WRITTEN EXERCISE 1 — In the records, rewrite the lines from the line with "Wildlife camera-trap request: tag the leaf" to the line with "point(21, 170)", replacing "animal or object" with "creature or thing" and changing nothing else. Leave the pictures out of your answer.

SOURCE EXTRACT —
So I really love the kind of focused tone players get from banjos like Whyte Laydies and the like. I’m not in a position to buy one of those now, and I’ve recently put some time and money into a Washburn Style C conversion. So, I’m wondering what other things a person can change or set-up on an open back to get that kind of electric and focused tone on something like my Style C Conversion.

Dec 2, 2020 - 3:26:49 AM

Bill H

USA

1472 posts since 11/7/2010

Head tension, bridge and tailpiece can all be adjusted to achieve a particular sound. Also the style of the head--frosted. clear, Renaissance, cloudy, skin--I have tried them all. String gauge and material is a factor. Your own style of play is a major influencer of sound and tone as well. I always start with head tension. then consider the best bridge for a particular banjo. Tinker to your heart's content, this is what banjo players are born to do.

Dec 2, 2020 - 4:05:59 AM

1681 posts since 6/2/2010

A Washburn style C makes a fine clawhammer banjo. If the conversion was done well you should never need another banjo. Of course there is nothing wrong with wanting another banjo.

The Washburn should be capable of producing a wonderful sound and can be tweaked many ways as Bill mentioned above.

Dec 2, 2020 - 5:25:39 AM
Players Union Member

Eric A

USA

958 posts since 10/15/2019

What do you have going right now in terms of setup? That might help folks steer you toward some tweaks.

Type of head
Head tension (you need a drum dial)
Type of tailpiece
Type of bridge
Weight of bridge (you need a gram scale, and maybe some sandpaper)
Choice of string set

It's a never ending obsession.

Dec 2, 2020 - 5:44:26 AM

132 posts since 10/2/2011

You’re right, Eric. I’ll give you the specs I know.

Renaissance head
Tuned by ear between a G and G#(sorry i don’t have a dial)
Big foot bridge (I can measure it sometime soon)
GHS phosphor bronze PF160 Medium gauge (11-13-16-26-10)
Not sure what kind of tailpiece. I’ll attach a picture.

I sure appreciate all y’all’s insight.


 

Dec 2, 2020 - 6:16:06 AM
Players Union Member

Eric A

USA

958 posts since 10/15/2019

quote:
Originally posted by josephryanevans

You’re right, Eric. I’ll give you the specs I know.

Renaissance head
Tuned by ear between a G and G#(sorry i don’t have a dial)
Big foot bridge (I can measure it sometime soon)
GHS phosphor bronze PF160 Medium gauge (11-13-16-26-10)
Not sure what kind of tailpiece. I’ll attach a picture.

WRITTEN EXERCISE 2 —
Answer these questions using the banjo forum thread:
(a) What does Bill H always start with?
(b) What type of head is on the Style C conversion?
(c) According to Eric A, what do you need for head tension?

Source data
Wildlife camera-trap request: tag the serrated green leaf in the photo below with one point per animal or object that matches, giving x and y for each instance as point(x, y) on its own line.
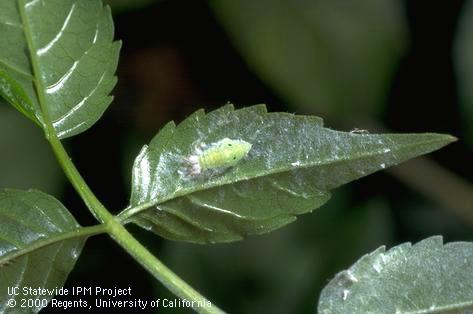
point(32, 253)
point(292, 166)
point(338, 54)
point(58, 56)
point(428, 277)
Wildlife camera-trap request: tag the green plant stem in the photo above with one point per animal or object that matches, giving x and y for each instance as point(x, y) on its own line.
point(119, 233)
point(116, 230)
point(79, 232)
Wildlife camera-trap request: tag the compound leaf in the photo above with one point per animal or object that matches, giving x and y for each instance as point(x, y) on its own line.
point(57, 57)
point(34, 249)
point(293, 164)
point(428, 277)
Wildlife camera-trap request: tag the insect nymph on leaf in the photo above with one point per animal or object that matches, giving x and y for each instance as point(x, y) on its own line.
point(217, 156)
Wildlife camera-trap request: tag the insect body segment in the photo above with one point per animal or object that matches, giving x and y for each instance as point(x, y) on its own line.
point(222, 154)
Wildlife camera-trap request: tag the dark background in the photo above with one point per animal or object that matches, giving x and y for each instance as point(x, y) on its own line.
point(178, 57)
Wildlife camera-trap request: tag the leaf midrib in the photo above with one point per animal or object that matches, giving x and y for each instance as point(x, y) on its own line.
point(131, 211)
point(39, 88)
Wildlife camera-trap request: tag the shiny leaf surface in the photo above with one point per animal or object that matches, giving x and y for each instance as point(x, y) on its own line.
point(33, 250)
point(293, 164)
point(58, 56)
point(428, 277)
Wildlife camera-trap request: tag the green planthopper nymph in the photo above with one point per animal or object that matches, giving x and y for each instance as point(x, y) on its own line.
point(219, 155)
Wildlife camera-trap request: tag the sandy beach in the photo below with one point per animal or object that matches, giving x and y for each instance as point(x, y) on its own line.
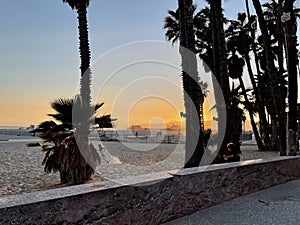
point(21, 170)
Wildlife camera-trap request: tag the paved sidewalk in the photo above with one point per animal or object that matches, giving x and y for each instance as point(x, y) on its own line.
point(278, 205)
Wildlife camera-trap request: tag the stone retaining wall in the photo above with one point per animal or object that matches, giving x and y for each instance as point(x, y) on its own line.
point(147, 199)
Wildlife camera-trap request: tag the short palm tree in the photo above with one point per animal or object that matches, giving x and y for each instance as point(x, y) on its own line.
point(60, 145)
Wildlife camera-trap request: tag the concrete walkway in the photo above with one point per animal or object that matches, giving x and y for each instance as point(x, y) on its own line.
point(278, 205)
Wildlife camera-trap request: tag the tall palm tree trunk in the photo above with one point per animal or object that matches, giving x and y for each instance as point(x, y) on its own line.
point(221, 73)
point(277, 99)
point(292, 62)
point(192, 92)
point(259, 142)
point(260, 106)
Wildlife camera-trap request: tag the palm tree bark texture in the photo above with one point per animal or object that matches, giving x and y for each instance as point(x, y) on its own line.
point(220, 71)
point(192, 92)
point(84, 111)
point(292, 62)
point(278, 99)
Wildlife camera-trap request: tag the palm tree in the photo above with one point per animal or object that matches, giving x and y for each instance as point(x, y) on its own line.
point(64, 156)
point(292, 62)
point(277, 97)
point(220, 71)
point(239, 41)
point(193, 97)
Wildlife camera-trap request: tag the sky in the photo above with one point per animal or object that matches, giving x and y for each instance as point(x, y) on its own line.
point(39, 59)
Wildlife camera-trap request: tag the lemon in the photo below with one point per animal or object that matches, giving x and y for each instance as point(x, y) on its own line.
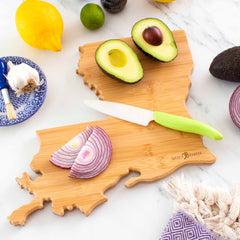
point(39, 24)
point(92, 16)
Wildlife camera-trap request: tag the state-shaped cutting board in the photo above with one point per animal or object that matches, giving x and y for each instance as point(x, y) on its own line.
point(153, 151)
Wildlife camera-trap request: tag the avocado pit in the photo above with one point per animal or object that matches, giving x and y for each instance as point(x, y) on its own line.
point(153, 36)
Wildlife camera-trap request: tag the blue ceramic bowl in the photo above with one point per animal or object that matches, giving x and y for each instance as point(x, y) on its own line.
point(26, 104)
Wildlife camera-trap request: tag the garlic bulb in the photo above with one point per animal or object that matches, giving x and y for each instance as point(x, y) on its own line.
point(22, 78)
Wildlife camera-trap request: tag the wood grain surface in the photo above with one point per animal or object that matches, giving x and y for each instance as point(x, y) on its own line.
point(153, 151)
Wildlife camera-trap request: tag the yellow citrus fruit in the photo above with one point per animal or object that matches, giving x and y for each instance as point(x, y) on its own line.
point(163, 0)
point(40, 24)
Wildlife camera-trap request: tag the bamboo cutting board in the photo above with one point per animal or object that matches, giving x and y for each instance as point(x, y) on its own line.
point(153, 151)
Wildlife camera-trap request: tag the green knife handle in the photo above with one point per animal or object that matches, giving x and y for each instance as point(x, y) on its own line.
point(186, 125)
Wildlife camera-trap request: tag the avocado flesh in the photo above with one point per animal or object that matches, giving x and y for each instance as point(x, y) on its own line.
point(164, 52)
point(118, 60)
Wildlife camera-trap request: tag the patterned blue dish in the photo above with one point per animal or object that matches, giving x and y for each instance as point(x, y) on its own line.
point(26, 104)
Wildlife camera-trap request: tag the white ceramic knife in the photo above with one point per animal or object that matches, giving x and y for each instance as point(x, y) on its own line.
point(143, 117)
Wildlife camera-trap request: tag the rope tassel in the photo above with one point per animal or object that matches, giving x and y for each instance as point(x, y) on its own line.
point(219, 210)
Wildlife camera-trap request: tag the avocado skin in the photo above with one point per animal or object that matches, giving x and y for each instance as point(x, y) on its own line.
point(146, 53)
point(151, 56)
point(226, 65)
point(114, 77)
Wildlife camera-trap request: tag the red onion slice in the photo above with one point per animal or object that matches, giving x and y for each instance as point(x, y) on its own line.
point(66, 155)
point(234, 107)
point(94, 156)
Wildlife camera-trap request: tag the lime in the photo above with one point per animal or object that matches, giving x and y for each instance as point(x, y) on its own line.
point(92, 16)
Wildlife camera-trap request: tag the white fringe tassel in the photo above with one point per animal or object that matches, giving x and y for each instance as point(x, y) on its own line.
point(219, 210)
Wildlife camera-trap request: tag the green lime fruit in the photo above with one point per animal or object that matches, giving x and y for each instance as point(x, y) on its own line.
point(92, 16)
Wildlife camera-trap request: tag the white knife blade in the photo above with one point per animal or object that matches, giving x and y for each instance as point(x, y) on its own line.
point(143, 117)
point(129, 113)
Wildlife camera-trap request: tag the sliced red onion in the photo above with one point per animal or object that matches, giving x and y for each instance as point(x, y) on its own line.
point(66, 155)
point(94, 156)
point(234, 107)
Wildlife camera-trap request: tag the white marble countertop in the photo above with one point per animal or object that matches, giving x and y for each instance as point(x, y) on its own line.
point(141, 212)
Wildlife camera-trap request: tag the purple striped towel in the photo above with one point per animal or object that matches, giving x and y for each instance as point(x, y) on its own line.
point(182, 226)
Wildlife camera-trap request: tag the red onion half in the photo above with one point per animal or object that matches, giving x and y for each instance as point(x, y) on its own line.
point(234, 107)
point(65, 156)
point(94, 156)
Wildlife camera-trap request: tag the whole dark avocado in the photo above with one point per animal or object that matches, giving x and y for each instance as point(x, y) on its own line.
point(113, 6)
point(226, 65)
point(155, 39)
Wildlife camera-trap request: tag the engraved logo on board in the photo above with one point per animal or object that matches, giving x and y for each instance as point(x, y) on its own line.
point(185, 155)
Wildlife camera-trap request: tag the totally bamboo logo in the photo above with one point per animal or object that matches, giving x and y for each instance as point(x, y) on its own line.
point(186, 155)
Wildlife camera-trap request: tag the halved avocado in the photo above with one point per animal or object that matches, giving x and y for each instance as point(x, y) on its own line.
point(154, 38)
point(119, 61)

==

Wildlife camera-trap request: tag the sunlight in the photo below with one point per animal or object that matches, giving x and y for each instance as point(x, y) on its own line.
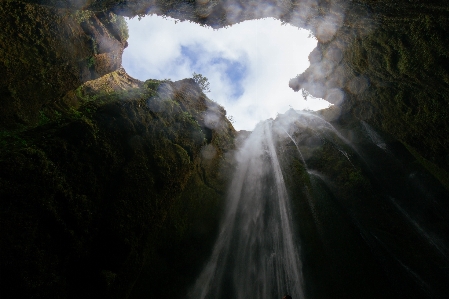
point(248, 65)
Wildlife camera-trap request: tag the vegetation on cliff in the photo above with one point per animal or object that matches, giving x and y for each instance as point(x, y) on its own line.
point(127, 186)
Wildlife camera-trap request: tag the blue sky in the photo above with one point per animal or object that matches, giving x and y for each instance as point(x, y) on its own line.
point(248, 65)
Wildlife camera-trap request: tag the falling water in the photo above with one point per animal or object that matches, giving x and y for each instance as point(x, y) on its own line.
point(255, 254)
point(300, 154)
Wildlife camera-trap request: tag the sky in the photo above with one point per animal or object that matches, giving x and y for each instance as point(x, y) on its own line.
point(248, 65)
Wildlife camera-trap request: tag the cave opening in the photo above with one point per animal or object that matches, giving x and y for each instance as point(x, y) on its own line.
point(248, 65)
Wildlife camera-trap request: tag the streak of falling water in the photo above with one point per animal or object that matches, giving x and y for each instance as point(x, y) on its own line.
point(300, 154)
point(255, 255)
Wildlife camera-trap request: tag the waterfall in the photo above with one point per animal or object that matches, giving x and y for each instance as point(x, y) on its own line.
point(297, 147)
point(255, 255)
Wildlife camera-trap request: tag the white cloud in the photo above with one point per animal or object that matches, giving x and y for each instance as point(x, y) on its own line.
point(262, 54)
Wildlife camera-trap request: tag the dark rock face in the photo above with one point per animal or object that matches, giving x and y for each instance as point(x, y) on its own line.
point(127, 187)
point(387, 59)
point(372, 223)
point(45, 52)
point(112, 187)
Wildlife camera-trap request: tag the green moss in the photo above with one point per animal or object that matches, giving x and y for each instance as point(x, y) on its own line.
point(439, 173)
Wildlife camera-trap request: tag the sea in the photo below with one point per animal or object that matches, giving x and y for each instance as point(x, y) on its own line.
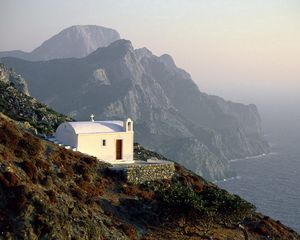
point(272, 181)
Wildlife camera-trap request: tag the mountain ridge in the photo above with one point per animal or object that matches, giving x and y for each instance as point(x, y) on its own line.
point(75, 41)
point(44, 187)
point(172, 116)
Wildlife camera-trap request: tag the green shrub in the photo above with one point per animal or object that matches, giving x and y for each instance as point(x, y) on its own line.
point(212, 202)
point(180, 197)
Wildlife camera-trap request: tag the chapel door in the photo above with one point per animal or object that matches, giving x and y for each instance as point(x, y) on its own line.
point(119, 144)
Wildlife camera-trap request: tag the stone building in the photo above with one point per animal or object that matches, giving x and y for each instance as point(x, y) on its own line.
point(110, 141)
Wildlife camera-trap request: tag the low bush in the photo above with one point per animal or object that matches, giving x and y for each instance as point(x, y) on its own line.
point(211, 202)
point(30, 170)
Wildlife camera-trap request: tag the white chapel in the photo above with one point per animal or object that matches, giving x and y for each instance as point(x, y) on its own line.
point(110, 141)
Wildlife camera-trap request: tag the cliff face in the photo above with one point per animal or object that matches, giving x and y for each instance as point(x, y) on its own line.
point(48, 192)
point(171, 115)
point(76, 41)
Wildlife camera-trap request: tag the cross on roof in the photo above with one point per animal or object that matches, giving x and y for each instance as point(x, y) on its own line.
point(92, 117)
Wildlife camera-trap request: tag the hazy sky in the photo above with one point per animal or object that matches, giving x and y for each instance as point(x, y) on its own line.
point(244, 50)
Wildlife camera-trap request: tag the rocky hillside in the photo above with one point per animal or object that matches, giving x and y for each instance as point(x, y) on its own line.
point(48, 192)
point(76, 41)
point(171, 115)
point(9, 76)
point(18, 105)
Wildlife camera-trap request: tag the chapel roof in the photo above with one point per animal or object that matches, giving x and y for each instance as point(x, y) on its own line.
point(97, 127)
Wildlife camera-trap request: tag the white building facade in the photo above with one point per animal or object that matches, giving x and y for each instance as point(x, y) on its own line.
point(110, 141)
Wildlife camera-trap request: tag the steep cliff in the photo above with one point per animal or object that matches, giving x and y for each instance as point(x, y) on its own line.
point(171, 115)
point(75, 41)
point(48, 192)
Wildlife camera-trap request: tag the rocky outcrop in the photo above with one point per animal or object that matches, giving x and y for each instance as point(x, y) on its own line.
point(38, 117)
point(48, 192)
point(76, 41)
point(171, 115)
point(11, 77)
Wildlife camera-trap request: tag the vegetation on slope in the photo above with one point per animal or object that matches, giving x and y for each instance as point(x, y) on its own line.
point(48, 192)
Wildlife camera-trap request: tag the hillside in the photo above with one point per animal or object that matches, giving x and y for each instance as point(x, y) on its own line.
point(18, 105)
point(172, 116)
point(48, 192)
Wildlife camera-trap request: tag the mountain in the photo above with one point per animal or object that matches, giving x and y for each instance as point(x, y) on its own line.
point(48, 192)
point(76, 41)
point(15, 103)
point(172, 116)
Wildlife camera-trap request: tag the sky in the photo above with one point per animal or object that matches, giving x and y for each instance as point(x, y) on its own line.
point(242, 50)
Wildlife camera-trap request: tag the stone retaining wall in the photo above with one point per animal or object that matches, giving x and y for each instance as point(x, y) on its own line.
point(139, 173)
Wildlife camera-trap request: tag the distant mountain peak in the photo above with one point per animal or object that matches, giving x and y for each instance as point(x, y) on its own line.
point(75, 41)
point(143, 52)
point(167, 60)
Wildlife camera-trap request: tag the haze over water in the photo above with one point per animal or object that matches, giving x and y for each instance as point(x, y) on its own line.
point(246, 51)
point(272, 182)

WRITTEN ANSWER 1 —
Wildlife camera-trap request: tag the leaf midrib in the photo above with one point per creature or thing that matches, giving x and y for each instance as point(x, y) on its own line.
point(131, 211)
point(39, 88)
Wildlife camera-trap request: tag the shiny leaf surface in the photo above with one point per creature or thing that matches, giving x and y for each instance as point(x, y) on its own line.
point(33, 250)
point(293, 164)
point(58, 56)
point(428, 277)
Wildlife camera-trap request: tag the green planthopper nymph in the photo above with one point per creature or thing that matches, giving x and y for each instance as point(x, y) on its own line.
point(219, 155)
Wildlife camera-trap request: tag the sandy beach in the photo below with one point per creature or thing that matches, giving x and y for each instance as point(x, y) on its own line.
point(21, 170)

WRITTEN ANSWER 2 —
(a) Head tension.
(b) A Renaissance head.
(c) A drum dial.